PROVIDED MATERIAL:
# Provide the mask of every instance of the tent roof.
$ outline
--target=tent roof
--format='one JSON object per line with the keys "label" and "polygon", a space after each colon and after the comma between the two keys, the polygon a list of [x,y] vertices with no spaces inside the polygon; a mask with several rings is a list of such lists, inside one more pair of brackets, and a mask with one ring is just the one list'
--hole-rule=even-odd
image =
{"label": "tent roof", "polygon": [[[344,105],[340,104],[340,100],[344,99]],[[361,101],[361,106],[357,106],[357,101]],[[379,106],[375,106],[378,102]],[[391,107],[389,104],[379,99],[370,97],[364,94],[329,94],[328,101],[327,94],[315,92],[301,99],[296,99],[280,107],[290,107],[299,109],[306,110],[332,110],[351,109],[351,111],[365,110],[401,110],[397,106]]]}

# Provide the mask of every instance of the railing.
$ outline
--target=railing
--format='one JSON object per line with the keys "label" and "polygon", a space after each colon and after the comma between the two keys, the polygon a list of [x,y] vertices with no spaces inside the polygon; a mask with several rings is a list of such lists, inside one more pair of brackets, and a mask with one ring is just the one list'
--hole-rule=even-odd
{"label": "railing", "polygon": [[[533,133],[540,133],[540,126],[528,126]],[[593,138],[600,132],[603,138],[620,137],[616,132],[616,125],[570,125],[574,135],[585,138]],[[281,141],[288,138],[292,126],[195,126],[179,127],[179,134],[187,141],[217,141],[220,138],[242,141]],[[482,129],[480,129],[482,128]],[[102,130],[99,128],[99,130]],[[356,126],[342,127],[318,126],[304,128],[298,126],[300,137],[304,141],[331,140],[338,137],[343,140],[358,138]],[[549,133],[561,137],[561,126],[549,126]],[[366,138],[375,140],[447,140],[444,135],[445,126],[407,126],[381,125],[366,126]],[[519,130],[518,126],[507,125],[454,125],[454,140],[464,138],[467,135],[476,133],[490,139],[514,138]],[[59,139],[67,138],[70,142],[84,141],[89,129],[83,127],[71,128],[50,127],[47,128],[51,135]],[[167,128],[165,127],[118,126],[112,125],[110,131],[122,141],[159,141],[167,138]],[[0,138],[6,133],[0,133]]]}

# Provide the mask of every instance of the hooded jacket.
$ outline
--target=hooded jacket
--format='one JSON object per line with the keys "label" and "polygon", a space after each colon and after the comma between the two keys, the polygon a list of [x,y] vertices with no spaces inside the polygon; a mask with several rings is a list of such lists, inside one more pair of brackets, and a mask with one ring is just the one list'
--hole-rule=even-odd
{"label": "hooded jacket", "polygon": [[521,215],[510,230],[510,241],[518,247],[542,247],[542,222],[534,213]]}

REQUIRED TASK: Starting at the line that contains "# Provide the mask of every instance of the hooded", print every line through the one that contains "--target=hooded jacket", character for character.

RESPONSE TO THIS TASK:
# Provide the mask of every instance of the hooded jacket.
$ outline
--target=hooded jacket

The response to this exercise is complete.